12.10.17

Aquiloni di tutto il mondo... (Loreto Di Nucci)

In occasione della festa internazionale degli aquiloni “Coloriamo i cieli”, che si svolge tuttora a Castiglion del Lago, sul Trasimeno, tra aprile e maggio, Loreto Di Nucci scrisse nel 1986 per “il manifesto” la breve storia di questo “balocco” che qui “posto” per me e per i visitatori del blog interessati al tema. (S.L.L.)
Lo scenario che fa da sfondo alla festa degli aquiloni del lago Trasimeno è di per sé leggendario: qui Annibale sconfisse, nel 217 a.C., il console romano Caio Flaminio. Ma è il paesaggio stesso, il Trasimeno e, in lontananza, le colline con gli ulivi, i cipressi, i castagni, ad essere fonte di possibile incanto. Vedendo correre gli aquiloni nei cieli di queste terre si entra facilmente nel «regno delle fate», ed essi sembrano allora realmente animali mitologici, «uccelli di paesi strani». E d’altra parte che si tratti di un «balocco» carico di simbologia fiabesca è evidente dal fatto che sinonimi di aquilone sono «certo volante» e «cometa».
Questa connotazione si mantiene anche in altre lingue: così in inglese aquilone si dice kite che è anche il nome di un falco, in tedesco invece drache, cioè drago, in spagnolo cometa, per via della lunga coda, in francese cerf-volant, in cinese, infine, si chiama feng-cheng che vuol dire «arpa suonata dal vento». Adombramenti mitici si rivelano inoltre nel fatto che la stagione degli aquiloni è propriamente la primavera, quando si assiste al mistero della terra che si risveglia. E in effetti, una relazione tra gli aquiloni, la primavera e i ragazzi come principali, seppur non unici, destinatari di ogni evento fiabesco, è al centro della riflessione di poeti e scrittori. Già Pascoli, nella poesia L’aquilone sente che intorno sono nate le viole e respira una «dolce aria» che sta sciogliendo le «dure zolle» ed è: «... un’aria celestina che regga molte bianche ali sospese... sì, gli aquiloni!». D’Annunzio, a sua volta, descrive una schiera di monelli che passa di corsa «correndo dietro il volo di un aquilone che prendeva vento beccheggiando». Jahier, infine, individua come segno dell’anno scolastico che sta per finire, «l’anno di lavoro per i ragazzi», il fatto che «nelle vetrine dei cartolai ci sono più solo veline di aquilone».
L’aquilone è un giocattolo molto semplice, formato da carta leggera stesa su delle stecche o cannucce, con coda ad anelli; «è un aerodina, cioè un mezzo più pesante dell’aria che vola per l’azione aerodinamica del vento che lo investe». Il termine aquilone viene dal latino, aquilo - aquilonis, ed indicava, per gli antichi, il vento di nord e di nord-est. E un vento gelido, impetuoso, detto anche vento di tramontana o borea, e da essi paragonato, appunto per la sua |veemenza, ad un’aquila. Ora, se l’etimologia della parola è sicura, più incerte sono invece le origini del gioco; non si hanno notizie sicure, l’aquilone potrebbe essere addirittura un oggetto preistorico, come il boomerang australiano. In Oriente, in ogni caso, questo balocco di carta era conosciuto prima ancora che iniziasse la storia scritta.

COMPITI PROPOSTI:
1. Trascriva fedelmente il brano sugli aquiloni da "Aquiloni di tutto" fino a "al tema. (S.L.L.)" compreso.
2. Elenchi i termini stranieri con cui il brano sugli aquiloni indica l'aquilone in altre lingue, precisando per ciascuno la lingua.

Voci del dataset
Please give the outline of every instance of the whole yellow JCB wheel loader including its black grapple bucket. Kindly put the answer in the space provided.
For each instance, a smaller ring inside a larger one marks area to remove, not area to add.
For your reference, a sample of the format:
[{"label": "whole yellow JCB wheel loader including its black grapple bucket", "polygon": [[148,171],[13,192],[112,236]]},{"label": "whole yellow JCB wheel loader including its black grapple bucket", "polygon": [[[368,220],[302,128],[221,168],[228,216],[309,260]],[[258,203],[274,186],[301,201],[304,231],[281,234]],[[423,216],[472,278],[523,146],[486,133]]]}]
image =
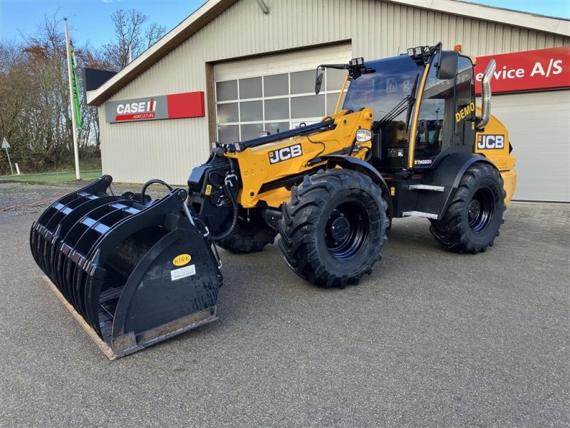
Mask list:
[{"label": "whole yellow JCB wheel loader including its black grapple bucket", "polygon": [[[160,180],[115,195],[104,175],[33,223],[31,251],[111,358],[217,318],[216,245],[234,253],[274,242],[297,275],[323,287],[372,272],[393,218],[430,220],[445,250],[493,245],[517,174],[509,133],[475,106],[475,58],[441,44],[347,71],[336,113],[318,123],[217,143],[188,190]],[[170,193],[151,200],[148,185]]]}]

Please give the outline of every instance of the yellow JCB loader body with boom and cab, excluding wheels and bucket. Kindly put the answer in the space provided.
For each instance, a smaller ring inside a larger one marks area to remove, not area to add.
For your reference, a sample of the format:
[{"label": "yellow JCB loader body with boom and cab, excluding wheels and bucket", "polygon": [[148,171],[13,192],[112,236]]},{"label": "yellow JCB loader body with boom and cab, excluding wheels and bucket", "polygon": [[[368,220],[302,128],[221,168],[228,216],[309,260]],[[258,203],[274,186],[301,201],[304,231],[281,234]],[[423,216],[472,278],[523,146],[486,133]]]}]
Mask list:
[{"label": "yellow JCB loader body with boom and cab, excluding wheels and bucket", "polygon": [[[475,129],[471,58],[457,55],[457,73],[438,78],[439,58],[436,52],[430,58],[404,55],[367,62],[370,71],[352,79],[343,110],[323,118],[311,133],[298,128],[218,148],[209,163],[199,167],[202,174],[190,176],[195,208],[201,217],[212,218],[208,224],[214,232],[227,226],[217,207],[202,205],[212,188],[207,171],[209,165],[217,165],[217,158],[232,160],[234,172],[239,170],[237,201],[242,213],[280,212],[291,198],[292,186],[300,185],[305,175],[335,167],[358,170],[378,183],[388,200],[389,218],[420,215],[440,220],[460,178],[474,162],[499,169],[507,183],[508,203],[516,180],[508,132],[495,118],[483,131]],[[371,129],[371,141],[355,141],[361,128]],[[476,136],[483,141],[499,134],[502,145],[475,146]],[[346,158],[361,163],[343,161]]]}]

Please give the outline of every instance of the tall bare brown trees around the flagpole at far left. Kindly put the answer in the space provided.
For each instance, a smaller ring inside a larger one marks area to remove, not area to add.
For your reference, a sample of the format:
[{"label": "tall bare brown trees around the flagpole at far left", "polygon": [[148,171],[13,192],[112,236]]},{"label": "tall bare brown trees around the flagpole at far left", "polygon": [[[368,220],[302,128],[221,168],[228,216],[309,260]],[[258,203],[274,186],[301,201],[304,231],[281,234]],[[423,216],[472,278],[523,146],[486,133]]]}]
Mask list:
[{"label": "tall bare brown trees around the flagpole at far left", "polygon": [[[61,21],[44,19],[36,36],[21,44],[0,44],[0,133],[11,157],[26,171],[72,165],[73,131],[67,79],[67,51]],[[81,66],[91,58],[76,49]],[[80,73],[81,76],[81,73]],[[78,135],[81,158],[98,152],[96,108],[81,99],[83,128]],[[1,155],[0,155],[1,158]],[[0,161],[0,170],[6,171]]]}]

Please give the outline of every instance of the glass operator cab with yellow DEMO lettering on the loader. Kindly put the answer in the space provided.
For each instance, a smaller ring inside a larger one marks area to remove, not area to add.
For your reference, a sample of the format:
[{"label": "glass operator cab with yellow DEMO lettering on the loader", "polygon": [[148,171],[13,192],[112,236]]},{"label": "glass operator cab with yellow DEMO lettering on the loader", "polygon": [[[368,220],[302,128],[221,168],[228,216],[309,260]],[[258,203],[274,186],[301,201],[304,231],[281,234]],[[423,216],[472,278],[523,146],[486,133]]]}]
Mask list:
[{"label": "glass operator cab with yellow DEMO lettering on the loader", "polygon": [[432,168],[447,153],[473,152],[472,61],[437,47],[366,62],[368,72],[351,78],[343,109],[373,108],[370,162],[381,173]]}]

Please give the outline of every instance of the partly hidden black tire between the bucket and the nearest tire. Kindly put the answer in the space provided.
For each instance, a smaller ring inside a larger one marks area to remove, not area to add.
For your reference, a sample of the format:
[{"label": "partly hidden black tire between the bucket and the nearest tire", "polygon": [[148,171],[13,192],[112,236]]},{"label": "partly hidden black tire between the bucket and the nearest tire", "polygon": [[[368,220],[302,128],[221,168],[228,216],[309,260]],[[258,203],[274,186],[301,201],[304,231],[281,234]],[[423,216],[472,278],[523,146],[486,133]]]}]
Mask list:
[{"label": "partly hidden black tire between the bucket and the nearest tire", "polygon": [[253,216],[249,221],[238,218],[234,231],[216,244],[232,253],[254,253],[264,249],[275,241],[277,231],[269,227],[260,216]]}]

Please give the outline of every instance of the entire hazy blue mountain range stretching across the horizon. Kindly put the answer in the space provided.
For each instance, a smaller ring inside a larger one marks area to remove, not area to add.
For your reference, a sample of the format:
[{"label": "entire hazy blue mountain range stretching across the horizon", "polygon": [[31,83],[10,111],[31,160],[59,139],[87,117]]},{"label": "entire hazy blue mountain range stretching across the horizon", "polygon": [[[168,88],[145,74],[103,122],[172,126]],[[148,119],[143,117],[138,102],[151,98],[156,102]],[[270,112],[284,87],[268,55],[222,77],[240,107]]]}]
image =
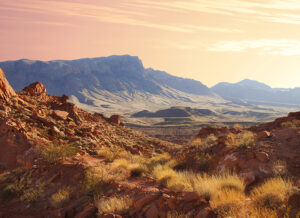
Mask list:
[{"label": "entire hazy blue mountain range stretching across the horizon", "polygon": [[21,59],[0,62],[0,67],[15,90],[40,81],[49,94],[66,94],[80,108],[107,115],[132,117],[150,110],[148,115],[155,117],[151,113],[177,106],[211,110],[222,118],[249,114],[249,110],[250,114],[268,111],[279,116],[300,107],[300,88],[273,89],[253,80],[208,88],[200,81],[145,68],[138,57],[130,55],[54,61]]}]

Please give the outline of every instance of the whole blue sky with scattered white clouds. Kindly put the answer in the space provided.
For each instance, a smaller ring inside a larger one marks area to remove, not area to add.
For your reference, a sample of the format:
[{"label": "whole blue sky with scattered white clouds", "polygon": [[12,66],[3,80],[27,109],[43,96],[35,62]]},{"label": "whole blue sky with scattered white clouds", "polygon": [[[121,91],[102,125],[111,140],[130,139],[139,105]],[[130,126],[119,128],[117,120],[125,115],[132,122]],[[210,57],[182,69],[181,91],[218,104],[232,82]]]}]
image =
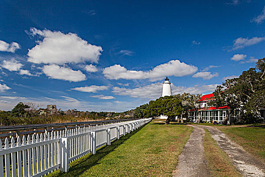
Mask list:
[{"label": "whole blue sky with scattered white clouds", "polygon": [[0,110],[121,112],[265,57],[265,1],[0,1]]}]

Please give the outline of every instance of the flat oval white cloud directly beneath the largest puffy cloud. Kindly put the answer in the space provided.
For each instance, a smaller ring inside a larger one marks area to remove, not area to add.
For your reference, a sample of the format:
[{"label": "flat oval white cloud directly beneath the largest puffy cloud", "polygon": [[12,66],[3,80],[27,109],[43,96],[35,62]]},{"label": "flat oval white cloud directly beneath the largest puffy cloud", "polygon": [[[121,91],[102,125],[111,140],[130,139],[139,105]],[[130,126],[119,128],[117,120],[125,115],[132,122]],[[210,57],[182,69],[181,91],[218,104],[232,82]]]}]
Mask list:
[{"label": "flat oval white cloud directly beneath the largest puffy cloud", "polygon": [[74,71],[71,68],[61,67],[55,64],[44,65],[42,71],[52,79],[67,80],[70,82],[78,82],[86,79],[85,74],[80,70]]}]

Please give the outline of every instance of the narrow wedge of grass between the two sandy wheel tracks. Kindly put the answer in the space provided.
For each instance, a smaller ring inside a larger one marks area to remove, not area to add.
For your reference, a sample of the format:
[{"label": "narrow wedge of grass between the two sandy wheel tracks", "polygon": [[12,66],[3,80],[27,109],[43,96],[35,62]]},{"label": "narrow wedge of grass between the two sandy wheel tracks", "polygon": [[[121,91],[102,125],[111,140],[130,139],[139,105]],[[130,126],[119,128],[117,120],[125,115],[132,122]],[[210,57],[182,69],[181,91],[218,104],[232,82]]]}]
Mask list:
[{"label": "narrow wedge of grass between the two sandy wheel tracks", "polygon": [[222,151],[216,141],[211,138],[207,129],[203,138],[204,156],[211,176],[242,176],[230,161],[228,155]]}]

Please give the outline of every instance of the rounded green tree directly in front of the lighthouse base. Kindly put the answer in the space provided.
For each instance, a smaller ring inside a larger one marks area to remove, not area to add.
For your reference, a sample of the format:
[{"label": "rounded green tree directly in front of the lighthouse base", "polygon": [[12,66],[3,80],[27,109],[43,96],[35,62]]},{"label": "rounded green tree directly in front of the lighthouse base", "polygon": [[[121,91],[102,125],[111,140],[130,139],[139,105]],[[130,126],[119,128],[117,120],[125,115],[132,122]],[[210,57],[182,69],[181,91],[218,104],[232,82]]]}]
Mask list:
[{"label": "rounded green tree directly in front of the lighthouse base", "polygon": [[170,121],[175,121],[175,117],[180,116],[181,112],[181,100],[174,96],[160,97],[155,101],[150,101],[146,108],[147,116],[167,115],[166,124],[169,124]]}]

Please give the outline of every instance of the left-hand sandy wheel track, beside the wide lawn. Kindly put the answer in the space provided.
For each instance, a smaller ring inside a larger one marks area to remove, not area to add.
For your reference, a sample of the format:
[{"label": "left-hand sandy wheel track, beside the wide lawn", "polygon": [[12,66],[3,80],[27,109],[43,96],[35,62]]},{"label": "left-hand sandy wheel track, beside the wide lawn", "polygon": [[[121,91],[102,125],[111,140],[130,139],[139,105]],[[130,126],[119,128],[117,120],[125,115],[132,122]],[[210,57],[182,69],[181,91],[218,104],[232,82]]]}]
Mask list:
[{"label": "left-hand sandy wheel track, beside the wide lawn", "polygon": [[193,131],[179,156],[179,163],[173,176],[209,176],[202,146],[205,131],[198,126],[189,126],[193,127]]}]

SOLUZIONI:
1.
Aquiloni di tutto il mondo... (Loreto Di Nucci)

In occasione della festa internazionale degli aquiloni “Coloriamo i cieli”, che si svolge tuttora a Castiglion del Lago, sul Trasimeno, tra aprile e maggio, Loreto Di Nucci scrisse nel 1986 per “il manifesto” la breve storia di questo “balocco” che qui “posto” per me e per i visitatori del blog interessati al tema. (S.L.L.)

2.
- kite (inglese)
- drache (tedesco)
- cometa (spagnolo)
- cerf-volant (francese)
- feng-cheng (cinese)